## [Records for the exercise]

************

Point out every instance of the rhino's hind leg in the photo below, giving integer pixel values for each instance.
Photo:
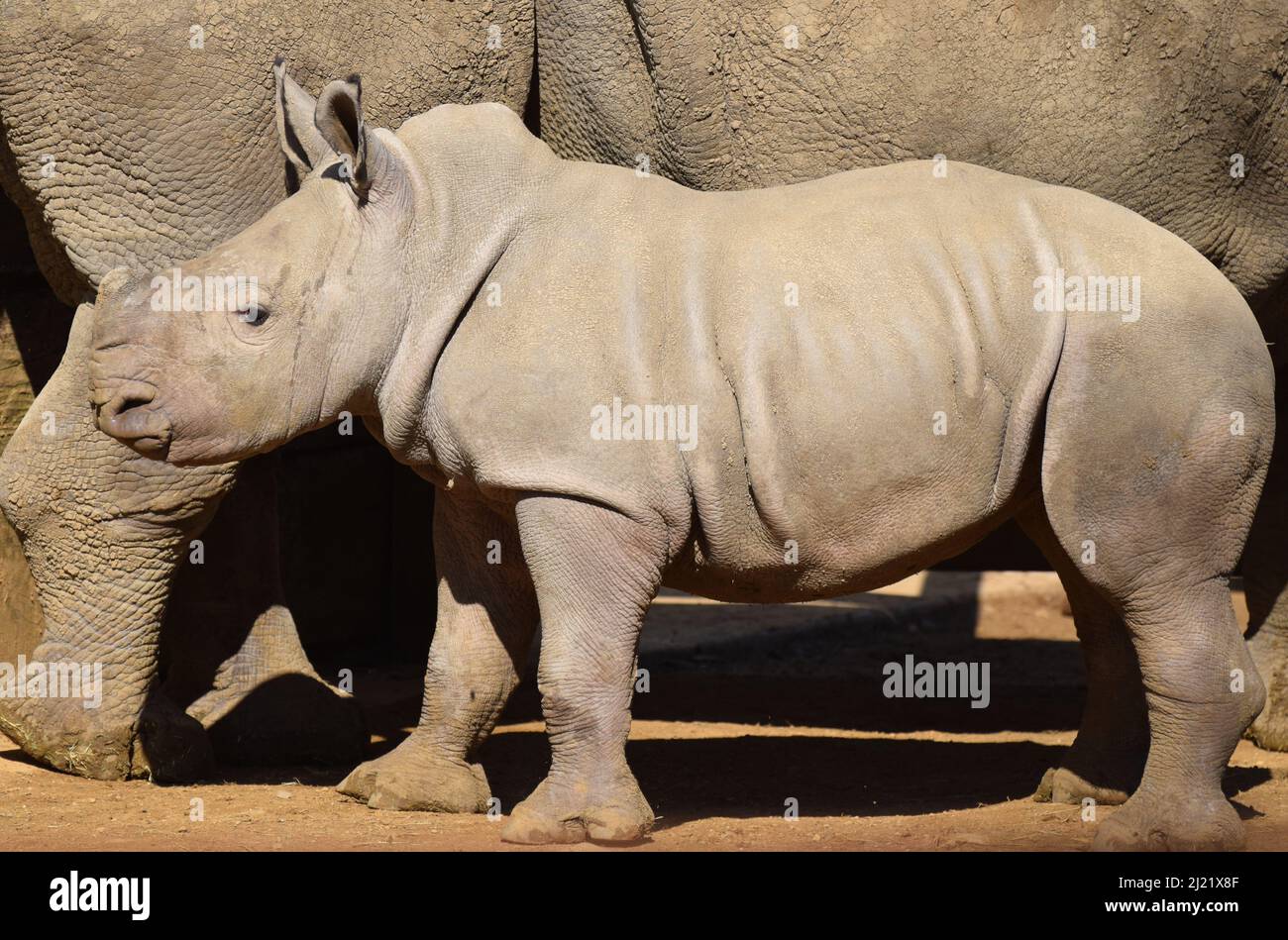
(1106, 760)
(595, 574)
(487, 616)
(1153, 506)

************

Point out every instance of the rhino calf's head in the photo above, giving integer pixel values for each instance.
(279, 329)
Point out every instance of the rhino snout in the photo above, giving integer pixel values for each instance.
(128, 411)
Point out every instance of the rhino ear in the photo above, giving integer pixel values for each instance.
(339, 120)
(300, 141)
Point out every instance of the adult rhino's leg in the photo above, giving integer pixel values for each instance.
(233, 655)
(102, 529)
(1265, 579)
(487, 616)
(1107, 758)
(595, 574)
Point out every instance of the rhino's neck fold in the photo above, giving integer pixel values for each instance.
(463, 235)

************

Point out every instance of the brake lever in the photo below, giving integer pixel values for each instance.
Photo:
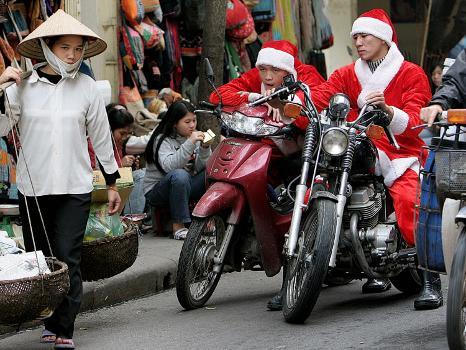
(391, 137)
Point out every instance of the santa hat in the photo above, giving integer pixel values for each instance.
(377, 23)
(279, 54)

************

## [How to complete this task]
Within this material, how many lines include the word "below"? State only the number.

## [Answer box]
2